Task details:
Can you transcribe, character for character, the lines of the items below, starting at the line that contains "q: sheep's mouth" and ending at the line that contains "[238,74,247,84]", with both of those lines included?
(begin)
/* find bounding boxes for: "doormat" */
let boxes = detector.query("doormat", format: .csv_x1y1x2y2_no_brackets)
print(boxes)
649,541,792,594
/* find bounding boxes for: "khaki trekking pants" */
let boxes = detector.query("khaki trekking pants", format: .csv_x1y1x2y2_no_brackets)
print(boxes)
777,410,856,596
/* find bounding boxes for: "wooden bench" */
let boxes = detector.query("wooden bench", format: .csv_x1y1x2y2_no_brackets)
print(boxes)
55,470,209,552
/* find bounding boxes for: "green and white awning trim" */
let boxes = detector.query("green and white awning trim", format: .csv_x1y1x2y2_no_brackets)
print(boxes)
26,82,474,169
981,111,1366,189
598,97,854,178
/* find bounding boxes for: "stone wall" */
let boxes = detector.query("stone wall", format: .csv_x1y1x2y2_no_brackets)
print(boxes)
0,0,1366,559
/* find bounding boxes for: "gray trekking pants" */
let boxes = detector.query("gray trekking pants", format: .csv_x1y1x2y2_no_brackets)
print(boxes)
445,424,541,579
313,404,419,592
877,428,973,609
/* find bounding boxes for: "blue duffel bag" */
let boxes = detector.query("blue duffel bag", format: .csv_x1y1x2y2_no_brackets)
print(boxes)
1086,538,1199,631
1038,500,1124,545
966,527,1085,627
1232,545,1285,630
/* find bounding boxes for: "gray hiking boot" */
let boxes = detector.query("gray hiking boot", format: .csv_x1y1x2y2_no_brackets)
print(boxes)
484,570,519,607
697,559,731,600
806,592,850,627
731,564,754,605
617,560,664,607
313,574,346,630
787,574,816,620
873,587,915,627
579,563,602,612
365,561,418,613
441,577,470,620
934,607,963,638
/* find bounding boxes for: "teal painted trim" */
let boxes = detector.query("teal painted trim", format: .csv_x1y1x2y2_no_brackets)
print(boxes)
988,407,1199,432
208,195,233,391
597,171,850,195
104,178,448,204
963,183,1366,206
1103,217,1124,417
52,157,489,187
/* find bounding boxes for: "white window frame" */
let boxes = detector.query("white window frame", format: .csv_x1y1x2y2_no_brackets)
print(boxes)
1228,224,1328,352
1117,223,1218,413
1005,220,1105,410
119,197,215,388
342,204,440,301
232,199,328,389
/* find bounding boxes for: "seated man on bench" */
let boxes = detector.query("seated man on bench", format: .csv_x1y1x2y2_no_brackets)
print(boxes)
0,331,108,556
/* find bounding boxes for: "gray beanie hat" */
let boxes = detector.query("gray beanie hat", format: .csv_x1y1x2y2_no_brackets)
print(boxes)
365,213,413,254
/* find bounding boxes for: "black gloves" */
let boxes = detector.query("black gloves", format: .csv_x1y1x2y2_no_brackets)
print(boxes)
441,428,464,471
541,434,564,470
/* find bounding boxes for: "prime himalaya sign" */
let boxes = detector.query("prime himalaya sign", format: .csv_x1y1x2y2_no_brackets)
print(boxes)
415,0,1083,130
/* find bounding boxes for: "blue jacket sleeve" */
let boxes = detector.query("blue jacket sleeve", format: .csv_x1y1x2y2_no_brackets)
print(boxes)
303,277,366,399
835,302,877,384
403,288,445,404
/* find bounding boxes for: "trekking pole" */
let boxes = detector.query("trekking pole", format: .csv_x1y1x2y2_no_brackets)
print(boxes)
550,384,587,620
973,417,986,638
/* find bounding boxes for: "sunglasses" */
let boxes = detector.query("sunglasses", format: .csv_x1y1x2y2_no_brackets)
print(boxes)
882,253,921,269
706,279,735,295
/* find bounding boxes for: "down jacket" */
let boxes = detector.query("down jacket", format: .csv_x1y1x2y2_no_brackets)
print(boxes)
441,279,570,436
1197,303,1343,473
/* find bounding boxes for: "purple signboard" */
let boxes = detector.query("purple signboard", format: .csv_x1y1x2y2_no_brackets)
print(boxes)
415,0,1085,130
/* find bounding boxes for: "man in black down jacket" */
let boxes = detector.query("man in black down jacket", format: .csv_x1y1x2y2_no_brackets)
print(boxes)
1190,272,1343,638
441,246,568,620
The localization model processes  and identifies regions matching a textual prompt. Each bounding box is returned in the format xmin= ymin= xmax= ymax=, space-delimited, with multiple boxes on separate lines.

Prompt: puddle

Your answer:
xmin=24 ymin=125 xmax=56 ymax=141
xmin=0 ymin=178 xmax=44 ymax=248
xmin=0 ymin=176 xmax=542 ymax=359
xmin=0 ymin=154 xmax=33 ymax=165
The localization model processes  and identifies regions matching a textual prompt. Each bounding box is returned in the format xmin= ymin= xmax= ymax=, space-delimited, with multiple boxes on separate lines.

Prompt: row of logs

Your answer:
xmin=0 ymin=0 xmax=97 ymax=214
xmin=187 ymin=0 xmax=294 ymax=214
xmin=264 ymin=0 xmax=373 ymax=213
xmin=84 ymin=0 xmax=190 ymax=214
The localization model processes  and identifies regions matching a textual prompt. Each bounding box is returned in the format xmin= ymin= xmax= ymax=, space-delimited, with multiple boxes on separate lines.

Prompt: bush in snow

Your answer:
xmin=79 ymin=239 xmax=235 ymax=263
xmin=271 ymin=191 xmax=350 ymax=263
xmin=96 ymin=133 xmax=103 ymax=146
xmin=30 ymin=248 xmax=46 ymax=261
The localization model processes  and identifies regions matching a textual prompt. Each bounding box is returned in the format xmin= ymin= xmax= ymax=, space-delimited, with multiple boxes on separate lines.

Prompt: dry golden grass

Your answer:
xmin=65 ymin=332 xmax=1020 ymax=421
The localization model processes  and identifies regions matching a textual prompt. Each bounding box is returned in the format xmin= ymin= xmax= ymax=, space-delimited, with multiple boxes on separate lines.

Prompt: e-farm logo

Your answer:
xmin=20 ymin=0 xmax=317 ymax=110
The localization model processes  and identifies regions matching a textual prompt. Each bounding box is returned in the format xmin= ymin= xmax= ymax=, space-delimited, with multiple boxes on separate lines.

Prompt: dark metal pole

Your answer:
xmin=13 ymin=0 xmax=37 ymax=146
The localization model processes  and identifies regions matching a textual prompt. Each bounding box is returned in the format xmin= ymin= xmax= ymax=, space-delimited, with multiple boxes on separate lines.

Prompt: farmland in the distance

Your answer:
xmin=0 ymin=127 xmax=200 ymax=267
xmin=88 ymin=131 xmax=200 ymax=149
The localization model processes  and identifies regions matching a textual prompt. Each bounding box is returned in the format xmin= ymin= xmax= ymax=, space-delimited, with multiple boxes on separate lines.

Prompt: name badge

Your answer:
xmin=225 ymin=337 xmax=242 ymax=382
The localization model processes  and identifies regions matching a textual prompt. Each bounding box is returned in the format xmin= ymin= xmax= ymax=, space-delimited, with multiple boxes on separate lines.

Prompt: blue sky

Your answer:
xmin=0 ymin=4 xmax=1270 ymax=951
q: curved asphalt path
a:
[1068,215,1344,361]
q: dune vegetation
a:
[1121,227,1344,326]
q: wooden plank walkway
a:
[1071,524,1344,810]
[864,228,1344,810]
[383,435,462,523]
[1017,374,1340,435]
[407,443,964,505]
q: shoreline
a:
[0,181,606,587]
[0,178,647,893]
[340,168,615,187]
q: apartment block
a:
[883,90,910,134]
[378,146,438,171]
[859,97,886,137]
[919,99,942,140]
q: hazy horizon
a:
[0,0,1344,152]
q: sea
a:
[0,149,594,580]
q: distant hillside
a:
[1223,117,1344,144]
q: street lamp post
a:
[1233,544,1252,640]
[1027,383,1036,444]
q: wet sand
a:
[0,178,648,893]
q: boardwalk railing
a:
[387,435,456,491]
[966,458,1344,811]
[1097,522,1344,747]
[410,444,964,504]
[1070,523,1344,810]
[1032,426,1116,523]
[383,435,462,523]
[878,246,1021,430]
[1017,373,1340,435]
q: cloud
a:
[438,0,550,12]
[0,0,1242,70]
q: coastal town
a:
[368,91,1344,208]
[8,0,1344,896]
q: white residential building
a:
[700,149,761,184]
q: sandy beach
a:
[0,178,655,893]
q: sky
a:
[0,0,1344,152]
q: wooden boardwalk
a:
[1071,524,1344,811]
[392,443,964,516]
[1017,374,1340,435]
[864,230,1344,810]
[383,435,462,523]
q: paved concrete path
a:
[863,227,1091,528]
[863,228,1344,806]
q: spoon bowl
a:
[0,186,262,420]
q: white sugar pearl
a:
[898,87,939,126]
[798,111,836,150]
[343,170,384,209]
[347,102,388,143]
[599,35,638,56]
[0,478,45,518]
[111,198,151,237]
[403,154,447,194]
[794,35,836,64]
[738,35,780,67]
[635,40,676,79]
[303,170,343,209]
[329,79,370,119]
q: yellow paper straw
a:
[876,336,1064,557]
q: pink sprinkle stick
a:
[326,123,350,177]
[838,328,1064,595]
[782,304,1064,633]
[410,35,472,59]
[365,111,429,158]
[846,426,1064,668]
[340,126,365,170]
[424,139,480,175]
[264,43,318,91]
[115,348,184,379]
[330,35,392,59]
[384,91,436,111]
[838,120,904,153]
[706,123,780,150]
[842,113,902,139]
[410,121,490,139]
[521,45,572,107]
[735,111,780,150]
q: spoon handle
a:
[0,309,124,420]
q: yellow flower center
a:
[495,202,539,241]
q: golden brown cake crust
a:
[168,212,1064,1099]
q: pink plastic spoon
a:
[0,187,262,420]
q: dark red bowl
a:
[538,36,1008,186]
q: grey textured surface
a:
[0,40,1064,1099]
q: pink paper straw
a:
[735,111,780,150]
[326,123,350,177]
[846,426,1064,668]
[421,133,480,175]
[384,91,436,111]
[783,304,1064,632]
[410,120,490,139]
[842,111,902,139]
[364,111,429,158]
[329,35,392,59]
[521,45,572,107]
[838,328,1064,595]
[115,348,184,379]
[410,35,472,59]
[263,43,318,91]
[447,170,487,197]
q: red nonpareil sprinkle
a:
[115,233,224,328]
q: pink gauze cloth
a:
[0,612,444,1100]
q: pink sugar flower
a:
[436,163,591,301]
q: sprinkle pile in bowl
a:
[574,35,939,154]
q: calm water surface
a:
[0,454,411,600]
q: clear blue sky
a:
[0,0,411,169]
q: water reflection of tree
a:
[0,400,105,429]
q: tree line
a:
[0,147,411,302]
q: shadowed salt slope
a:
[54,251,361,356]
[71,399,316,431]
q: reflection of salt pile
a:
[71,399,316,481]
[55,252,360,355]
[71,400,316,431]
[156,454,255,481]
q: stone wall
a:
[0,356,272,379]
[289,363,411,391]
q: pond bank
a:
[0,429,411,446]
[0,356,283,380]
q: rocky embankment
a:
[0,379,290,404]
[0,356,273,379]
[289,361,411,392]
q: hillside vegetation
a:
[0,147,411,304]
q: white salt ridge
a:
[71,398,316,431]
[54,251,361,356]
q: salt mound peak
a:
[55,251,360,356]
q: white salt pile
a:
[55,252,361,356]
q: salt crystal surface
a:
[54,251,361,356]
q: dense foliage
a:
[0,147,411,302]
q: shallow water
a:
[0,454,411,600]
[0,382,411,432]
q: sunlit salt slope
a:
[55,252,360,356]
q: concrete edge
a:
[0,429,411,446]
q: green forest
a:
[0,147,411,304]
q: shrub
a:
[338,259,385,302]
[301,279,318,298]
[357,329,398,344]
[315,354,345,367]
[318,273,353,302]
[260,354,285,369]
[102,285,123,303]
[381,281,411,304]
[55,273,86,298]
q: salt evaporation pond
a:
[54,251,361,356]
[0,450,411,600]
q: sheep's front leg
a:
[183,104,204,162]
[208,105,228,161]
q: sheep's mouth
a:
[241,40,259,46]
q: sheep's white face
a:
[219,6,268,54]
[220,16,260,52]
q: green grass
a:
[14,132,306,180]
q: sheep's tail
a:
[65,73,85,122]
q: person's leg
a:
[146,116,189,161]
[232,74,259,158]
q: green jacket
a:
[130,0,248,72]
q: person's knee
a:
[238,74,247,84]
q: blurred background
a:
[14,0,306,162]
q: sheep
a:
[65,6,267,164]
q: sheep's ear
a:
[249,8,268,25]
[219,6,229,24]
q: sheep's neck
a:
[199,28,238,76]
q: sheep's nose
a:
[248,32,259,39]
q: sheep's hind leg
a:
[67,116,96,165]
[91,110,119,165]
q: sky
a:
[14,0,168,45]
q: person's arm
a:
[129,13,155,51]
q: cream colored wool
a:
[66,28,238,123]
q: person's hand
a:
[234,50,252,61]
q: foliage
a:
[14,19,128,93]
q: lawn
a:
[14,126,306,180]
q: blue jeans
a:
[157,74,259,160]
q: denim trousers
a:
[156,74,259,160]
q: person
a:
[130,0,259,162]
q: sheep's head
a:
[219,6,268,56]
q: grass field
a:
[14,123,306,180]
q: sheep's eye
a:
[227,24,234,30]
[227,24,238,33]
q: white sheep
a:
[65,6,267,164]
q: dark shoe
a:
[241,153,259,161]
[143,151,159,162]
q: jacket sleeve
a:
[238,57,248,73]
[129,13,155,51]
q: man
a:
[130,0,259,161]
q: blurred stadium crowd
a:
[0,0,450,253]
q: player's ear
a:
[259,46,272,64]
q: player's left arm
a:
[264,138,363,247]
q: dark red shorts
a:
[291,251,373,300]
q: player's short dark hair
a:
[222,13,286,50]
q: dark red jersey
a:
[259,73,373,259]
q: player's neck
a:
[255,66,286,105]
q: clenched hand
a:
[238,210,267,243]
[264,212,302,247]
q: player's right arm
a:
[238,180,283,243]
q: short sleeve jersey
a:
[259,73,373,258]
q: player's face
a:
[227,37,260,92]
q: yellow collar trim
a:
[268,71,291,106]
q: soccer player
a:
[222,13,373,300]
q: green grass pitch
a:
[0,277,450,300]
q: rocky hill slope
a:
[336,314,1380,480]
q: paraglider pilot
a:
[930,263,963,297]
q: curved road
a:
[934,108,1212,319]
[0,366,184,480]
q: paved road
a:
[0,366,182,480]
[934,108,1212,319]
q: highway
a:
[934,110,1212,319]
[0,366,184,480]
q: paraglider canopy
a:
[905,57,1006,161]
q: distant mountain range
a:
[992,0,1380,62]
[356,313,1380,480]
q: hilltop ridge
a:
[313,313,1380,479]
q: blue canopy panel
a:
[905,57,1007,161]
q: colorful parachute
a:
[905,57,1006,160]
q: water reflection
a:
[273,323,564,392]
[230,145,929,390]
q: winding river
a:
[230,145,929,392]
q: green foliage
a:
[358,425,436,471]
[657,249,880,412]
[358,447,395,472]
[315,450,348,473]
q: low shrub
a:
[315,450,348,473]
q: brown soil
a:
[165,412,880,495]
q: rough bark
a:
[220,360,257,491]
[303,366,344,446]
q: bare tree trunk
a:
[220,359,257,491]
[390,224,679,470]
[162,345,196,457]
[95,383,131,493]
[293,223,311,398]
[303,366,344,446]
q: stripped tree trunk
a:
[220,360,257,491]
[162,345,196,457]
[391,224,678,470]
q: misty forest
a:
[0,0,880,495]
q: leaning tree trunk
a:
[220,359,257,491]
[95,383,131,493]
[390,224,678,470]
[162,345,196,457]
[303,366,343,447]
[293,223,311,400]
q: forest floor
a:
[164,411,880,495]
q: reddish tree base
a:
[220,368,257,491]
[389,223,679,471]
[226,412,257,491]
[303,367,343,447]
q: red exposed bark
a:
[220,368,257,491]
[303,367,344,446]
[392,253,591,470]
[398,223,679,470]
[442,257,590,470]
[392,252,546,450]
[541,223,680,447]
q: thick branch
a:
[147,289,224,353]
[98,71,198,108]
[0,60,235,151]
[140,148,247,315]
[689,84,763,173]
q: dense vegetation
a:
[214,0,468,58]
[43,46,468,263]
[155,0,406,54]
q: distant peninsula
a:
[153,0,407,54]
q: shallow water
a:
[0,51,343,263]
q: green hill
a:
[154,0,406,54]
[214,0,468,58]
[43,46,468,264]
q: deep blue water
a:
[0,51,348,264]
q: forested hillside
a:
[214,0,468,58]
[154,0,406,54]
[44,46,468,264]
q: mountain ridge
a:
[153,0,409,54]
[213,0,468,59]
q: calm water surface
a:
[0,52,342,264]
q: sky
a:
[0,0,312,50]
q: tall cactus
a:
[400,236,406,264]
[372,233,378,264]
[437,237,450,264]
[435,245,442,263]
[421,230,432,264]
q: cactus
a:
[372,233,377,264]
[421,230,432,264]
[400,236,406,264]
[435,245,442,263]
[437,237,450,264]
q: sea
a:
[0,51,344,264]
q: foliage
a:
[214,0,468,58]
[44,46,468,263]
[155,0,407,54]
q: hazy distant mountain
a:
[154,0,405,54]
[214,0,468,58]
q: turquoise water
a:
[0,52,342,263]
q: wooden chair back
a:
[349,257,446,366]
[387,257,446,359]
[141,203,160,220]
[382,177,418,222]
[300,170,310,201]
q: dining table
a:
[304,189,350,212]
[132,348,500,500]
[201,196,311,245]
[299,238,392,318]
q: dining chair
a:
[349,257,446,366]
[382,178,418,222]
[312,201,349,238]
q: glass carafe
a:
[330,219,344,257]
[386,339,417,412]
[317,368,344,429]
(end)
Exercise result:
q: sheep's mouth
a:
[241,40,259,46]
q: sheep's white face
a:
[219,6,268,54]
[220,16,260,52]
q: green grass
a:
[14,132,306,180]
q: sheep's tail
a:
[65,73,85,122]
q: person's leg
a:
[146,116,189,161]
[232,74,259,158]
q: green jacket
a:
[130,0,248,72]
q: person's knee
a:
[238,74,247,84]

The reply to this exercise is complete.